The county’s Finance Committee reaffirmed its commitment to a policy last week, and if the full board had to vote on the extensions this Thursday, commissioners would most likely have said no to extending the time durations for the zone requests.
But County Administrator and Controller Daryl Delabbio agreed last week to meet with City Economic Development Director Kara Wood and The Right Place Inc. Vice President Rick Chapla this week to try to iron out an agreement that would fit the county’s policy.
“We’re open to talking with the county and we can come to an agreement quickly,” said Wood to members of the committee.
So now it appears that the actual vote on the extensions will come before commissioners Oct. 9, two days after the Finance Committee wrestles with the issue again.
Saying no to all three extension requests would let commissioners slow the erosion of the county’s property-tax revenue, a concern the board has had for the past three years. The trio of projects would cost the county roughly $89,000 worth of that revenue over 12 years.
But denying those extensions would mean the city would lose income-tax revenue from more than 100 jobs that have been estimated to come from the projects, and would make county commissioners look like they’re against economic development.
“Here we go again; we’re the bad guy,” said Commissioner Art Tanis.
Saying yes to all three extensions would let commissioners play a role in revitalizing three properties in the city that hold a promise to eventually return more property-tax revenue to the county than if the sites aren’t renovated.
But approving those extensions would mean commissioners would set a precedent by not adhering to a county policy they approved in May 2007 and have stuck to ever since, and not following it would make it difficult for them to deny future requests.
There are at least 26 different boards in the county that abate or capture property-tax and millage revenue that belongs to the county.
Their newly found dilemma and power comes courtesy of Public Act 116, a state statute passed by legislators earlier this year. The city has requested a decision from the county because city officials have to get the extension requests to the state by Oct. 23.
“Because the Legislature drafted the law as an all or nothing, we can’t grant any extensions to Grand Rapids until they get under 10 percent,” said Commissioner Nadine Klein, who referred to the county’s policy that doesn’t allow the board to approve a new request for a unit when it has abated and exempted more than 10 percent of its tax roll.

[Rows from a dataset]

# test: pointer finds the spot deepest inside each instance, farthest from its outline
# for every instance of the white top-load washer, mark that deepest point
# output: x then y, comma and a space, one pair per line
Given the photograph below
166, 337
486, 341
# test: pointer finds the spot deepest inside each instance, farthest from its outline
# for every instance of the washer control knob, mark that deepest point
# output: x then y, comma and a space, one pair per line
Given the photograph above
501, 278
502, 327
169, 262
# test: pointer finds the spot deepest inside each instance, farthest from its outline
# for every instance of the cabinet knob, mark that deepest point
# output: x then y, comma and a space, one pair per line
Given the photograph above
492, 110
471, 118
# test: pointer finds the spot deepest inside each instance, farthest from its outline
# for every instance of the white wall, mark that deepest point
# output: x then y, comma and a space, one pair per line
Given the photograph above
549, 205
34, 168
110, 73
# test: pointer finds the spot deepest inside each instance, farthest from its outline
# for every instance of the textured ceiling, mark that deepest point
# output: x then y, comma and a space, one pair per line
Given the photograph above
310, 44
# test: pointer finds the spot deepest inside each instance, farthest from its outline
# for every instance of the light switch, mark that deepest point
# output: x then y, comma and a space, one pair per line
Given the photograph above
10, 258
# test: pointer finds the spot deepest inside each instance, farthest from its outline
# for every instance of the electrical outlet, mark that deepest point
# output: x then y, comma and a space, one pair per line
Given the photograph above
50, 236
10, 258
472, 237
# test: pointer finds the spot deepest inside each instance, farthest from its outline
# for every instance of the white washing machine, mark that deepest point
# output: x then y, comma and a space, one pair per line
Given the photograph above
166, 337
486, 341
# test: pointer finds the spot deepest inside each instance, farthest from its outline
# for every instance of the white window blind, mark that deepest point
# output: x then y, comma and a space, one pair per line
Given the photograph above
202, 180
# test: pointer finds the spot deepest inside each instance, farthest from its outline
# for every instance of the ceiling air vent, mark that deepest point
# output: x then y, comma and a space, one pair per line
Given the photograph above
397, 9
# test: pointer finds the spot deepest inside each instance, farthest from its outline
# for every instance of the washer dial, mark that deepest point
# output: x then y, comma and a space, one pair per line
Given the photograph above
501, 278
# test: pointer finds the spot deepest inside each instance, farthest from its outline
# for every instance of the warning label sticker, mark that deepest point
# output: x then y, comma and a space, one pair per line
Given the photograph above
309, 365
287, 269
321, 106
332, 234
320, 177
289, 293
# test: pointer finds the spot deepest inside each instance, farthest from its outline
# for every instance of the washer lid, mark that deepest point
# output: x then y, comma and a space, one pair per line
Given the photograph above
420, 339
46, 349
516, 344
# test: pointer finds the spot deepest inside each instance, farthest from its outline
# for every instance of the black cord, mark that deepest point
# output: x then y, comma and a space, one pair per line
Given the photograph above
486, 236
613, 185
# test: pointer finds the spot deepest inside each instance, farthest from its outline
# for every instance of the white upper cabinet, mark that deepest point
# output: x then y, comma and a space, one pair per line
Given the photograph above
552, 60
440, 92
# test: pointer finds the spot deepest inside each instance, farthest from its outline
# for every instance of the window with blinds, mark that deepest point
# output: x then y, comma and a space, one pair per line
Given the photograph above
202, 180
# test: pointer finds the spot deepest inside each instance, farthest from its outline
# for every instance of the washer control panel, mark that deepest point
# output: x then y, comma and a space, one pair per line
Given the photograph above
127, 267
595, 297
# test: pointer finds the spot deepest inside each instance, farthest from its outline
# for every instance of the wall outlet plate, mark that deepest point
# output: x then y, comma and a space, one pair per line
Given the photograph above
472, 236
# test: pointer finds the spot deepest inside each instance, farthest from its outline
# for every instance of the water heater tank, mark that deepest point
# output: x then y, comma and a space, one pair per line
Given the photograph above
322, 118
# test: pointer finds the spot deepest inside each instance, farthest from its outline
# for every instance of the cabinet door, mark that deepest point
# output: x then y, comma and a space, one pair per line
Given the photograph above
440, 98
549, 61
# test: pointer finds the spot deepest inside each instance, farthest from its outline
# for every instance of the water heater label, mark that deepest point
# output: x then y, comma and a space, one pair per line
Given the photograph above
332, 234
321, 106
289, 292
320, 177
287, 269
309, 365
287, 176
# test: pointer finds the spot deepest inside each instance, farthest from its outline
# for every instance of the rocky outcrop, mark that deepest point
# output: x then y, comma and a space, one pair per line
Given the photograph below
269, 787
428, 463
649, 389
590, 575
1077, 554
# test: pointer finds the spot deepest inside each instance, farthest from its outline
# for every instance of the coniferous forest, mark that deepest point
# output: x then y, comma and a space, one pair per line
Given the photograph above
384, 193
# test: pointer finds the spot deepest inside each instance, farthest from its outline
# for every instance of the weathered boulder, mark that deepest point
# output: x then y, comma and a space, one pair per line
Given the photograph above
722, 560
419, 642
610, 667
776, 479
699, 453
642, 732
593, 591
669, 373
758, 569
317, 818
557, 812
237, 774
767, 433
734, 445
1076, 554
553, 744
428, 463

* **Problems and tasks**:
1. Name every person mentioned in the county tax-extension article.
2. Extend the county tax-extension article with a paragraph that picks up after its final sentence.
The entries come from a different source than the county tax-extension article.

* **Exercise answers**:
1. Daryl Delabbio, Kara Wood, Rick Chapla, Art Tanis, Nadine Klein

2.
Three commissioners on the Finance Committee, though, indicated last week that they were interested in either making an exception to the policy from the trio of extensions or amending the policy to allow an approval of the extensions if the city reimburses the county for its lost tax revenue.
“It falls under their cap. They’ve got $183,000 to do that,” said Dick Bulkowski, the commissioner who proposed the reimbursement idea.
Commissioner Gary Rolls argued for ratifying the extensions because once the properties are improved and the parcels exit the zone, the city would get more tax dollars from the sites than any are worth today.
“We’re getting nothing now. Let’s look at the future and get something,” he said.
Commissioner Harold Mast suggested approving the largest of the three extensions.
“I have some sympathy for developers and cities,” said Mast, who served as a city commissioner in Kentwood for 14 years.
But two attempts to amend the policy failed and the committee narrowly reaffirmed the 16-month old document.
“There is nothing totally black and white about this. But we can’t scrap our policy over this,” said Commissioner Jack Boelema.
In an informational package he gave to commissioners, County Fiscal Services Director Robert White said two of the three extension requests could be considered minimal, as not resulting in a significant loss of revenue for the county, if both went forward.
A project that has been proposed by Via Design would cost the county about $1,000 a year or $10,500 over the duration of the extension. Via Design wants to invest $300,000 to renovate the building at 560 Grandville Ave. SW into retail, warehouse and research-design space as a supplement to its headquarters at 44 Grandville Ave. SW.
“Without (the extension) the business will not be able to expand its real estate as part of the business plan,” said Scott Sikkema of Via Design.
A request from Wealthy Street Historical Development LLC would cost the county about $1,700 a year or $17,850 for the zone’s duration. WSH wants to invest $1.2 million to turn a two-story structure at 632-636 Wealthy St. SE into commercial and residential space.
“The only way we can make it work is with a Ren Zone extension. The value will be eight to 10 times what it is now,” said developer Todd Ponstein. “If we don’t get the Ren Zone, the building will probably stay the way it is.”
The project that has drawn most of the county’s attention is the one that has been put forth by True North Architecture, Construction and Investments, a 12-year extension that would cost the county more than $61,000 in property-tax revenue. True North wants to spend $1.9 million to renovate 607 Dewey Ave. NW for its new headquarters and other tenants the firm reportedly has lined up.
“We have a phone ringing off the hook from people wanting space if we get the Ren Zone. Our other phones aren’t ringing off the hook,” said Dan Henrickson, company president. “It’s imperative that we get this extension.”
The city also stands to gain nicely from this extension as it would collect more income-tax revenue than the property-tax receipts it would lose if the jobs the project proposes to bring to the city pan out. In contrast, the county is one of two units that would suffer a net loss from granting the project more zone time. (See Chart, page 8.)
“It’s the type of an extension that the county is subsidizing,” said Commissioner David Morren.
All three properties have been in the city’s zone since January 1997, the year the nearly tax-free status for six different zones in the city went into effect, and all three requests are asking for extensions of 12 years that would be tacked on to the three years that remain on the zone’s ticking clock.
The issue was also discussed at a recent county work session, and commissioners didn’t appear to be taking their decision lightly at either gathering.
“This decision-making process is brand new. We’ve never had this before,” said Rolls.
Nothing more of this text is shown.